WHAT IS EXPECTED = In the records below, find the line containing "navy blue scrub"; copy exactly that line and all lines after it to the end, and nothing else.

▽

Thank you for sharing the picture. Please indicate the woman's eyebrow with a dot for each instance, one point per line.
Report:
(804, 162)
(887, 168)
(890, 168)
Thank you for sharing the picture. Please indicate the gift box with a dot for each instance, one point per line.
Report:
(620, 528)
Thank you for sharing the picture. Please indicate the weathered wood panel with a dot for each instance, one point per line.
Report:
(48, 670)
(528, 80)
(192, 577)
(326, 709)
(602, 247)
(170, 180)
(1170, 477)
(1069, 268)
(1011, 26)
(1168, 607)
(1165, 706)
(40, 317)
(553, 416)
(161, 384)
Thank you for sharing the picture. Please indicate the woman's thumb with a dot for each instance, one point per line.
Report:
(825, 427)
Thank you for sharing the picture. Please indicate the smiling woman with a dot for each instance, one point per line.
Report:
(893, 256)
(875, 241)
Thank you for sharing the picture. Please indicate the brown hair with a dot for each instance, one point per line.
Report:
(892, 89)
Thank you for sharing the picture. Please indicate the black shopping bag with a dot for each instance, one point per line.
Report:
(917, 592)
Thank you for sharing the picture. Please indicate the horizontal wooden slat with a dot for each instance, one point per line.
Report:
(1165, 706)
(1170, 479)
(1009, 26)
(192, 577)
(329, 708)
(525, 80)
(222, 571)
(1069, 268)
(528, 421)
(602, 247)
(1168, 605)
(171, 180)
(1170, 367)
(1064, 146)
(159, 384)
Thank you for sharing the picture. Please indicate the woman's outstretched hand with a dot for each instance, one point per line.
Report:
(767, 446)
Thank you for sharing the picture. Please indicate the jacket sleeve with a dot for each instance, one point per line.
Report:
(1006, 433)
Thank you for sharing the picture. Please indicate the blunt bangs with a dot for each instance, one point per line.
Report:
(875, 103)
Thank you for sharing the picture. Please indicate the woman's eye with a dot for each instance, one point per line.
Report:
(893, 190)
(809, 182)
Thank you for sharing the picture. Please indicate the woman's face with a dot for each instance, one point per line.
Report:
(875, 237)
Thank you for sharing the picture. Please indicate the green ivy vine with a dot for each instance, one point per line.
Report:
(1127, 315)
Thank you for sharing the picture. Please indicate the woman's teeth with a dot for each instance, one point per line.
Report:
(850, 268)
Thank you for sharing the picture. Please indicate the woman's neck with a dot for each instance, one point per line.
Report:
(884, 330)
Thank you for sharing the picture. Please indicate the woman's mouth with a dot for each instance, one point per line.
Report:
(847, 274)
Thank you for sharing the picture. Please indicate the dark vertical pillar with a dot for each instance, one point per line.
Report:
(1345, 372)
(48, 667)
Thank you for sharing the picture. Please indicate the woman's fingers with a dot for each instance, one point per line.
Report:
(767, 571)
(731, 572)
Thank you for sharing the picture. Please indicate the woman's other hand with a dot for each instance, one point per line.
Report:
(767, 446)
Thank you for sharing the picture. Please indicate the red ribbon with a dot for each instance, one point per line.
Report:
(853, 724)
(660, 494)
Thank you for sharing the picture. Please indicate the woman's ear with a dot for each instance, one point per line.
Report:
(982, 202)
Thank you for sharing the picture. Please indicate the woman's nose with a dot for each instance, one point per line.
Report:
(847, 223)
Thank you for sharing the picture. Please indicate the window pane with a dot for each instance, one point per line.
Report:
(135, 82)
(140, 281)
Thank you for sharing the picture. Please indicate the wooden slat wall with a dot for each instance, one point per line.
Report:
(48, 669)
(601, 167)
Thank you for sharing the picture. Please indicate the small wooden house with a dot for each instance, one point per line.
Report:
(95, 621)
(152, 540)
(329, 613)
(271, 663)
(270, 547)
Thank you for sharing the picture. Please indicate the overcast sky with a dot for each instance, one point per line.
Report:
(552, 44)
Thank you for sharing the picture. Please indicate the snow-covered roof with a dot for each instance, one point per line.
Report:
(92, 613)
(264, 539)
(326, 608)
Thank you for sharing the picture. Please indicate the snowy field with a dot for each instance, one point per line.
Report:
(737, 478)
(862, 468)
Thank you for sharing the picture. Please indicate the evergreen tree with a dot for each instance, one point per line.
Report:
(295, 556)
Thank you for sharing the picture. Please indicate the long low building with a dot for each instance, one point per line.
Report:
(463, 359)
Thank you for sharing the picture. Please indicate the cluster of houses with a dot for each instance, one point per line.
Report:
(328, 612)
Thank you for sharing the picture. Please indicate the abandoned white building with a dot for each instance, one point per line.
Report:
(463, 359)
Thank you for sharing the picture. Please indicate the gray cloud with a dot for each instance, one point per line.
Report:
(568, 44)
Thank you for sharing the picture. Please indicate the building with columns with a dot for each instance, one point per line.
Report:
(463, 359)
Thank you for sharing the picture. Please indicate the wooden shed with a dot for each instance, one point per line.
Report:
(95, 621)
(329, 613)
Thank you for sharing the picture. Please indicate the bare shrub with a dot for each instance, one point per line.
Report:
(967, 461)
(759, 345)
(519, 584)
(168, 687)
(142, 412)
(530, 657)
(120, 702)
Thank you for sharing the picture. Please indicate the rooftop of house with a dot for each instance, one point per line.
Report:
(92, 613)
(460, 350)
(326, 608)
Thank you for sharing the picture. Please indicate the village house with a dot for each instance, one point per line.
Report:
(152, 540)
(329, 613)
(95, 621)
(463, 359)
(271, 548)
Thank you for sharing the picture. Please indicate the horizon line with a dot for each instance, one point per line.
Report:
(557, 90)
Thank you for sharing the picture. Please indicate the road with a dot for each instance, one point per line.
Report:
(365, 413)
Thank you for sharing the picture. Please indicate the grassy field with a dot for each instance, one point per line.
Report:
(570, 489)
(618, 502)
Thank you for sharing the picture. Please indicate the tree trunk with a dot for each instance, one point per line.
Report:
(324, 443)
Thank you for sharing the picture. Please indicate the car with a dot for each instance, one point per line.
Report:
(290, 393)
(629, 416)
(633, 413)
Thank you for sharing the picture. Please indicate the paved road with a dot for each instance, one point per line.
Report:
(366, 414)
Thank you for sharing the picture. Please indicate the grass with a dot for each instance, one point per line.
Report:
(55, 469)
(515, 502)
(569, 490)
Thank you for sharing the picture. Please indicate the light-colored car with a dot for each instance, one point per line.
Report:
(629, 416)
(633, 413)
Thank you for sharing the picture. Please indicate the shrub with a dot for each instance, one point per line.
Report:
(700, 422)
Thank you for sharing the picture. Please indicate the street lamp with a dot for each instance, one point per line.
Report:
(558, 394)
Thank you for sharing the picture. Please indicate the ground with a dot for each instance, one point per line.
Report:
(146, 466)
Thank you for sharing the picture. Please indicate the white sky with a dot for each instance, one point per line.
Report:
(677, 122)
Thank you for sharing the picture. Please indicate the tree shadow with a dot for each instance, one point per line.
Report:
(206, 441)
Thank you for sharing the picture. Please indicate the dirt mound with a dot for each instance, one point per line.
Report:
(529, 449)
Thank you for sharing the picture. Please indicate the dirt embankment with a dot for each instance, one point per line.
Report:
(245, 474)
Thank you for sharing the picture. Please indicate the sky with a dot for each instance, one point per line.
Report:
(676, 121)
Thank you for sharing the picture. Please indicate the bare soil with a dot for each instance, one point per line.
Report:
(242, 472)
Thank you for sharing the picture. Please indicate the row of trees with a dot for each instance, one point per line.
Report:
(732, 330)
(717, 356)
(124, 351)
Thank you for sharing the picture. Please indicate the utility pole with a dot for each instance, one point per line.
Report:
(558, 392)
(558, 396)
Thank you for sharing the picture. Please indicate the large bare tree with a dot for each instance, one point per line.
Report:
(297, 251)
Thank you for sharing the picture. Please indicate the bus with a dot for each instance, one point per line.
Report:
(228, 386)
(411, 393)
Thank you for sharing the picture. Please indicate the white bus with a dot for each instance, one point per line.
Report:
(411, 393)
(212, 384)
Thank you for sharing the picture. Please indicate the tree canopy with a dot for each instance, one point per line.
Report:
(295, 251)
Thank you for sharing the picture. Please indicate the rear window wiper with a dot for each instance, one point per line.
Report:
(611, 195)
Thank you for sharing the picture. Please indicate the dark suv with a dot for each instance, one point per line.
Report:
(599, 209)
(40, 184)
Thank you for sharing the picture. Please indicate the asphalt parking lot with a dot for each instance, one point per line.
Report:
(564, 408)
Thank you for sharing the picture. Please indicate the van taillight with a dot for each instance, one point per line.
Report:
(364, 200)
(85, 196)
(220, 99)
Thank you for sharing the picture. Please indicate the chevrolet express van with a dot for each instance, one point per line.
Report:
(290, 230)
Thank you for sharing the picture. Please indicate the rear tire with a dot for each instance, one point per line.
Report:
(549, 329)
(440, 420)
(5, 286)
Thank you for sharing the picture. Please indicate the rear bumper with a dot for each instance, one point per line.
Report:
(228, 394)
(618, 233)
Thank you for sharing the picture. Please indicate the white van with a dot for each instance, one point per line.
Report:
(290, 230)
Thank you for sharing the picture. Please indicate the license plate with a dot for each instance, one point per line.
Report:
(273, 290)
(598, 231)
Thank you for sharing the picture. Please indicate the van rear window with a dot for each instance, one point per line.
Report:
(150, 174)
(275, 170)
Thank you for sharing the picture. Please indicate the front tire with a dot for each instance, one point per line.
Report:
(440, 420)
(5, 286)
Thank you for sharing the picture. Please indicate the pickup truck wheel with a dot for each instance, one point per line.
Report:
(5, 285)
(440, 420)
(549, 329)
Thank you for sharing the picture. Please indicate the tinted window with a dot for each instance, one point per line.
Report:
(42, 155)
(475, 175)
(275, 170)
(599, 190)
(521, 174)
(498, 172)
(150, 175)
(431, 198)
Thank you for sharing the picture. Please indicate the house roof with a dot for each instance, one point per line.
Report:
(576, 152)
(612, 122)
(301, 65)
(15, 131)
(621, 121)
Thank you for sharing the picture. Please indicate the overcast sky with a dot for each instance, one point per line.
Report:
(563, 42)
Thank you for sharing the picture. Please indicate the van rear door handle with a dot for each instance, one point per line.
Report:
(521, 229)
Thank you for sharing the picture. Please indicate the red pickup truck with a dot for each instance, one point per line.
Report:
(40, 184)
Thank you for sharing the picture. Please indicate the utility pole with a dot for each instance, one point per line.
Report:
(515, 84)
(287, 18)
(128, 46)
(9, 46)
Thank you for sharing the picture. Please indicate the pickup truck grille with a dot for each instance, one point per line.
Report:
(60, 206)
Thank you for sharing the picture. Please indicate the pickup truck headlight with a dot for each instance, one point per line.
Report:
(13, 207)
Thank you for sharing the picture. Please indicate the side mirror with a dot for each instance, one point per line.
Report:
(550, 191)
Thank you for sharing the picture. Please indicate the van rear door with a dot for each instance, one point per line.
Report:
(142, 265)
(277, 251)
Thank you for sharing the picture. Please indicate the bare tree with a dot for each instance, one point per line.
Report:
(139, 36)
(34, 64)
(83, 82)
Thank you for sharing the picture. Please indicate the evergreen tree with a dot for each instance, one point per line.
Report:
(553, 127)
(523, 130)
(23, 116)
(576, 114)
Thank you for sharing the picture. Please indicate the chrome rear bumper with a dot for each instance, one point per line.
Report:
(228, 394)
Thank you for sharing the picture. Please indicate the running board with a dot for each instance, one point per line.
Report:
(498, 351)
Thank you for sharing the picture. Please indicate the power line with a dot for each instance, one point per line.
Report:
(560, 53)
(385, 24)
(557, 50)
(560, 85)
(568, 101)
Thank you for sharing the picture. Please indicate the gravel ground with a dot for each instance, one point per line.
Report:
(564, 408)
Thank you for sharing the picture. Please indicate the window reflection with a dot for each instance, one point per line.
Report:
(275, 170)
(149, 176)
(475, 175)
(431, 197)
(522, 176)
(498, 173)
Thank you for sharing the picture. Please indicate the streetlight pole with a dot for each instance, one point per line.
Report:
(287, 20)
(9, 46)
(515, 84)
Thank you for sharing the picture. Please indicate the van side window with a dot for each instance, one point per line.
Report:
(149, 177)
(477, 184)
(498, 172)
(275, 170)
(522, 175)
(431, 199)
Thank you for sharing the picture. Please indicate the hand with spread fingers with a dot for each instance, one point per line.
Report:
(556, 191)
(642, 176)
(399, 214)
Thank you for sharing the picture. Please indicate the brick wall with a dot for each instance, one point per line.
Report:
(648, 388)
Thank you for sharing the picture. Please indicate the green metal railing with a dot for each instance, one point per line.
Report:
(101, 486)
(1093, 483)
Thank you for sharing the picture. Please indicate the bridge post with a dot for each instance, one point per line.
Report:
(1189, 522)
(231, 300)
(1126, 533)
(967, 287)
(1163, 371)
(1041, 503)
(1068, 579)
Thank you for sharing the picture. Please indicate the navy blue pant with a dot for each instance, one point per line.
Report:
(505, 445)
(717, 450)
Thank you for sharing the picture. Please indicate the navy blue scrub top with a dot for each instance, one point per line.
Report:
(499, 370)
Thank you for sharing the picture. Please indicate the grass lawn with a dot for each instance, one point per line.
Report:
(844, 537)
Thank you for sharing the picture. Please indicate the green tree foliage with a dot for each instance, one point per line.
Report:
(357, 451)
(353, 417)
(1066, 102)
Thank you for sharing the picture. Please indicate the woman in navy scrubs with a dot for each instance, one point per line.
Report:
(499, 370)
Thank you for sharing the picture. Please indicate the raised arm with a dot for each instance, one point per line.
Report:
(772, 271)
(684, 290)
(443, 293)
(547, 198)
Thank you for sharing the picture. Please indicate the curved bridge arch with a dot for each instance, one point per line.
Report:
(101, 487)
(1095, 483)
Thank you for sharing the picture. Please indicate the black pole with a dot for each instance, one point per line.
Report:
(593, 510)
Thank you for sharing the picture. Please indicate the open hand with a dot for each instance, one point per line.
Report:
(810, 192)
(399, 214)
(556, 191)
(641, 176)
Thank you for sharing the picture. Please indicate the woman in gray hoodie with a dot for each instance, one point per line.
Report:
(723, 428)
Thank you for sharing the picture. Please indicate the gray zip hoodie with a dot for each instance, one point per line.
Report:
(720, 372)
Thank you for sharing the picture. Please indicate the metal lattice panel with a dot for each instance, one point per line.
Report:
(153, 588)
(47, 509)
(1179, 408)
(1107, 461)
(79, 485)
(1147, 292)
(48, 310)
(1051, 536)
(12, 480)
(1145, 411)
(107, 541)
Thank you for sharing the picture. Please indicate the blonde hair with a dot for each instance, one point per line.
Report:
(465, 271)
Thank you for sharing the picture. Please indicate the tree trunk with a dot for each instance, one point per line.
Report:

△

FULL RESPONSE =
Thank you for sharing the picture. Please indicate the navy blue scrub top with a dot for each instance, one point per line.
Report:
(499, 370)
Thank you for sharing the picture. Please indicate the grass lawn with a dot for each instance, one point per line.
Report:
(844, 537)
Thank you for sharing the picture. Please indicate the green tree foliage with a dot for each instance, one point per line.
Report:
(357, 451)
(353, 417)
(1066, 102)
Thank you for sharing the picture. Please indicate the woman in navy scrubs with a dot for each instance, one point per line.
Report:
(499, 370)
Thank you for sharing the picture. Please indicate the raised arm with a dot for each instance, one point per line.
Report:
(772, 271)
(684, 290)
(443, 293)
(547, 198)
Thank you for sharing the picture. Please indicate the curved bridge arch with a dot for each instance, one point per line.
Report:
(101, 487)
(1095, 483)
Thank you for sharing the picture. Please indicate the black pole with a dot for each instance, one point per line.
Report:
(593, 510)
Thank you for sharing the picture. Please indicate the open hand with a dot for each instance, one point per line.
Report:
(810, 192)
(399, 214)
(556, 191)
(641, 176)
Thank you for sharing the picture. Please indicate the woman in gray hoodie with a dot for each instance, one point per line.
Report:
(723, 428)
Thank you for sharing the picture. Please indicate the gray zip hoodie with a dot for each instance, one point per line.
Report:
(720, 372)
Thank you for sharing the picture. Please indicate the metal lattice panel with a dot for each instance, one point per line.
Report:
(153, 588)
(47, 509)
(1179, 408)
(1107, 461)
(79, 485)
(1147, 292)
(48, 310)
(1051, 536)
(12, 480)
(1145, 411)
(107, 541)
Thank you for sharing the picture. Please indicate the blonde hair with a dot for each instance, one point per line.
Report:
(465, 271)
Thank you for sharing the picture. Please indicate the tree trunk with a dot for each instance, one point per line.
Report:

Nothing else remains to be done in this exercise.